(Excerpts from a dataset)
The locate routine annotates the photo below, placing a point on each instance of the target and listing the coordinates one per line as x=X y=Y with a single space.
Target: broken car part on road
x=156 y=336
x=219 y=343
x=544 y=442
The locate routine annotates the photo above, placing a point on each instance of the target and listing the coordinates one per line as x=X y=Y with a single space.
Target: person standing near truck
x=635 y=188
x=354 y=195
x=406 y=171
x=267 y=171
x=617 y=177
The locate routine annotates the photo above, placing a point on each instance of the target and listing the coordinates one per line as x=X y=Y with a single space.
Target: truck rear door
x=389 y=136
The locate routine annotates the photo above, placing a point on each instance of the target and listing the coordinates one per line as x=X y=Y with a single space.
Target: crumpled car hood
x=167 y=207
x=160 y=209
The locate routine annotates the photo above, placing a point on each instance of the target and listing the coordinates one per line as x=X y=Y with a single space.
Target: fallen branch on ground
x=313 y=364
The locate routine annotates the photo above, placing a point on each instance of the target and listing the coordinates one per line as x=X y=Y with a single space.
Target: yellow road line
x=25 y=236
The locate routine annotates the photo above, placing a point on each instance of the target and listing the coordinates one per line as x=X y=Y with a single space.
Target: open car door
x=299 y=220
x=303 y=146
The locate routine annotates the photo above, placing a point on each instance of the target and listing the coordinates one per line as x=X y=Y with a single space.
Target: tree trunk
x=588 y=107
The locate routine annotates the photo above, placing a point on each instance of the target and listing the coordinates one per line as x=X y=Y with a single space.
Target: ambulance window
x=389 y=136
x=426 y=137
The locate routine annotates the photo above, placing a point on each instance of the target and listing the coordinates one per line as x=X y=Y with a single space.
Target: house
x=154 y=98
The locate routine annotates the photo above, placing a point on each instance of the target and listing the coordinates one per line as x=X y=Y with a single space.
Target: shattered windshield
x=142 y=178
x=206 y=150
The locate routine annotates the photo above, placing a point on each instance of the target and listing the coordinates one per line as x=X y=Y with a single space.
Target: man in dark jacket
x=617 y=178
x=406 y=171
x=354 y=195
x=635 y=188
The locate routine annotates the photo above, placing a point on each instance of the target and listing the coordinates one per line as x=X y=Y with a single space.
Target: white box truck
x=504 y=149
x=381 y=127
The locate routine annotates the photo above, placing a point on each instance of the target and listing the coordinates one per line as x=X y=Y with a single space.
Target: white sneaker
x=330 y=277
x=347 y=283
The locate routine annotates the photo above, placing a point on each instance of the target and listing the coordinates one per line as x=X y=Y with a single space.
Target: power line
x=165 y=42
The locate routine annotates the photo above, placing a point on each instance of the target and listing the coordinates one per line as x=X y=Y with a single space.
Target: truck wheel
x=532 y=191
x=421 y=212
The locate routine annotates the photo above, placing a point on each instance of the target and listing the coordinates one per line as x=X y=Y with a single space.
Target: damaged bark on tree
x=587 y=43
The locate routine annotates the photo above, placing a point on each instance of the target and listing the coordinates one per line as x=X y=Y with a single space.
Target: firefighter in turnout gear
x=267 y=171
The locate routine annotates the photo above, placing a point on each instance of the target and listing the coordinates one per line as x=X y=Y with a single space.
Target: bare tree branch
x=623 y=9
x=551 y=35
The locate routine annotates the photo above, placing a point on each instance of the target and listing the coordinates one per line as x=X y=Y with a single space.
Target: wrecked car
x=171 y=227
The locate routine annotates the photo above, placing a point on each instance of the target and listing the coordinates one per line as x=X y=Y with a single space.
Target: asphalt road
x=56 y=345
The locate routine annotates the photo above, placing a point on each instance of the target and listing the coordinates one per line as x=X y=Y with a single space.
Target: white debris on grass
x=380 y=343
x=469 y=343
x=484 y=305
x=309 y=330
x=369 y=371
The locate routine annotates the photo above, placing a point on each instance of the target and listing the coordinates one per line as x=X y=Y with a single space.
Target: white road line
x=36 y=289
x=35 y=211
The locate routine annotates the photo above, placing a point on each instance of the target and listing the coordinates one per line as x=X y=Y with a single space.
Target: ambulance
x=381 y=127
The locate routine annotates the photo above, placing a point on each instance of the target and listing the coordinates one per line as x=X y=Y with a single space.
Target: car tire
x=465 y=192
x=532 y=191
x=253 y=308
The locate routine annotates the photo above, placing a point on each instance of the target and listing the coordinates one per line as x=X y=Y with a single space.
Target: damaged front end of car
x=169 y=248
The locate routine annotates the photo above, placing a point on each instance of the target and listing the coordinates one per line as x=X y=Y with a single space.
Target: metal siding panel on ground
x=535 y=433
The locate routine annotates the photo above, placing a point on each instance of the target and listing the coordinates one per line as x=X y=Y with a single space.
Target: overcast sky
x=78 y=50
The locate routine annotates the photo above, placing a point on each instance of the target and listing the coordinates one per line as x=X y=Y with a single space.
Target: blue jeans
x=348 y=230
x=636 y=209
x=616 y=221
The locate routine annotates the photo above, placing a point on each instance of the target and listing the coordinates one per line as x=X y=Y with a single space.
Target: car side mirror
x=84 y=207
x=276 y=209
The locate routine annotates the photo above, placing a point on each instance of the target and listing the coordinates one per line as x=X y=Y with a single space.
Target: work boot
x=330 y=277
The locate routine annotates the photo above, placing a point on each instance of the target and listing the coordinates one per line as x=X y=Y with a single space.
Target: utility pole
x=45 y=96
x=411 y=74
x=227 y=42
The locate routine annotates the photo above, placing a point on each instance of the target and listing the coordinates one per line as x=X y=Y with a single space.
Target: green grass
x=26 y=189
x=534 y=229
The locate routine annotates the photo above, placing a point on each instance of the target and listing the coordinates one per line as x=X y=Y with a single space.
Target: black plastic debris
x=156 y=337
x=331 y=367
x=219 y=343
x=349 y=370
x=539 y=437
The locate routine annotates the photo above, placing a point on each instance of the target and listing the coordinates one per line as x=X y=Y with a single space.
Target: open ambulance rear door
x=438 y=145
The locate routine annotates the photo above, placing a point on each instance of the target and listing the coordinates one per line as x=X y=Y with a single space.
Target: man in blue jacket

EXERCISE INSTRUCTIONS
Once you have read the records above, set every one of them down again exactly.

RESPONSE BELOW
The locate routine annotates the photo below, placing a point on each instance of the target and listing the coordinates one per line as x=X y=Y with a single space.
Target: broken car part on road
x=156 y=336
x=219 y=343
x=544 y=442
The locate routine annotates the photo above, placing a point on each instance of the target and listing the coordinates one per line as x=X y=Y with a single space.
Target: person standing near truck
x=635 y=188
x=354 y=195
x=406 y=171
x=267 y=171
x=617 y=177
The locate routine annotates the photo above, placing a point on each instance of the target and listing the coordinates one per line as x=X y=Y with a single space.
Target: truck rear door
x=389 y=136
The locate routine annotates the photo above, placing a point on each instance of the target and listing the coordinates one per line as x=X y=Y with a single space.
Target: crumpled car hood
x=167 y=207
x=160 y=209
The locate routine annotates the photo above, placing a point on each instance of the target and listing the coordinates one per line as x=X y=Y with a single space.
Target: fallen branch on ground
x=313 y=364
The locate routine annotates the photo above, placing a point on each instance of the target and listing the coordinates one per line as x=X y=Y with a single space.
Target: yellow road line
x=25 y=236
The locate routine annotates the photo above, placing a point on each instance of the target and listing the coordinates one per line as x=X y=Y with a single space.
Target: open car door
x=299 y=220
x=303 y=146
The locate routine annotates the photo above, placing a point on each instance of the target and listing the coordinates one per line as x=X y=Y with a single space.
Target: tree trunk
x=588 y=107
The locate routine annotates the photo above, placing a point on each instance of the target and listing the coordinates one per line as x=X y=Y with a single space.
Target: ambulance window
x=389 y=136
x=426 y=137
The locate routine annotates the photo above, placing a point on each instance of the target and listing the coordinates one per line as x=X y=Y with a single space.
Target: house
x=154 y=98
The locate routine annotates the photo above, placing a point on each instance of the target and listing the coordinates one per line as x=X y=Y with a single space.
Target: shattered windshield
x=142 y=178
x=206 y=150
The locate routine annotates the photo above, placing a point on each instance of the target and listing the coordinates one per line as x=X y=Y with a single space.
Target: man in dark jacket
x=617 y=178
x=406 y=171
x=354 y=195
x=635 y=188
The locate routine annotates the photo above, placing a point on each instance of the target and listing the coordinates one per line as x=X y=Y with a single space.
Target: white box truck
x=504 y=149
x=381 y=127
The locate routine annotates the photo above, placing a point on each instance of the target and listing the coordinates one per line as x=X y=Y with a single space.
Target: white sneaker
x=330 y=277
x=347 y=283
The locate routine annotates the photo above, placing a point on each instance of the target and listing the coordinates one per line as x=X y=Y with a single space.
Target: power line
x=165 y=42
The locate routine annotates the photo above, placing a point on each instance of the target and listing the coordinates one per line as x=X y=Y with a single space.
Target: truck wheel
x=532 y=191
x=421 y=212
The locate routine annotates the photo above, placing a point on each instance of the target and listing the coordinates one per line as x=X y=Y with a single space.
Target: damaged bark on tree
x=587 y=43
The locate routine annotates the photo above, placing a point on each instance of the target and listing the coordinates one per line as x=X y=Y with a single space.
Target: firefighter in turnout gear
x=267 y=171
The locate routine annotates the photo above, placing a point on each instance of the target and listing the coordinates one per line as x=X y=Y with a single space.
Target: bare tree branch
x=623 y=9
x=551 y=35
The locate routine annotates the photo above, placing a point on each instance of the target and listing the coordinates one per line as x=X y=Y with a single space.
Target: wrecked car
x=171 y=227
The locate routine annotates the photo above, placing a point on each instance of the target and listing the coordinates one per line as x=X y=Y with a single space.
Target: asphalt road
x=56 y=345
The locate routine annotates the photo above, placing a point on each instance of the target and listing the coordinates one per line as x=X y=Y with a single space.
Target: white debris on grass
x=380 y=343
x=469 y=343
x=484 y=305
x=309 y=330
x=369 y=371
The locate routine annotates the photo above, placing a point on each instance of the target and listing the coordinates one per line as x=X y=Y with a single space.
Target: white road line
x=36 y=289
x=35 y=211
The locate routine annotates the photo above, placing a point on each instance of the target and listing the coordinates one per line as x=X y=Y with a single space.
Target: ambulance
x=381 y=127
The locate routine annotates the photo above, placing a point on each instance of the target and listing the coordinates one per line as x=X y=Y with a single space.
Target: car tire
x=465 y=192
x=532 y=191
x=253 y=308
The locate routine annotates the photo above, placing a point on each instance of the target and listing the coordinates one per line as x=X y=Y with a single space.
Target: damaged front end of car
x=169 y=248
The locate routine annotates the photo above, placing a point on each instance of the target and listing the coordinates one per line as x=X y=Y with a single space.
Target: metal siding panel on ground
x=535 y=433
The locate routine annotates the photo above, placing a point on each instance of the target and listing the coordinates one per line as x=X y=Y with a single space.
Target: overcast sky
x=78 y=50
The locate routine annotates the photo above, placing a point on each instance of the target and listing the coordinates one per line as x=X y=Y with a single space.
Target: blue jeans
x=348 y=230
x=636 y=209
x=616 y=221
The locate routine annotates the photo above, placing a point on each instance of the target and listing the coordinates one per line as x=X y=Y with a single space.
Target: car side mirror
x=84 y=207
x=276 y=209
The locate routine annotates the photo above, placing a point on each instance of the target and listing the coordinates one per line as x=X y=Y with a single space.
Target: work boot
x=330 y=277
The locate routine annotates the photo above, placing a point on each instance of the target and listing the coordinates one per line as x=X y=Y with a single space.
Target: utility pole
x=45 y=96
x=411 y=74
x=227 y=42
The locate routine annotates the photo above, placing a point on each instance of the target and listing the coordinates one per line as x=X y=Y with a single space.
Target: green grass
x=26 y=189
x=534 y=229
The locate routine annotates the photo above, placing a point on each instance of the target and listing the coordinates one per line as x=X y=Y with a single space.
Target: black plastic debris
x=156 y=337
x=331 y=367
x=219 y=343
x=349 y=370
x=539 y=437
The locate routine annotates the photo above, placing a point on each instance of the target and listing the coordinates one per line as x=X y=Y with a single space.
Target: open ambulance rear door
x=438 y=145
The locate routine annotates the photo above, placing a point on each instance of the target and listing the coordinates one per line as x=X y=Y with a single space.
Target: man in blue jacket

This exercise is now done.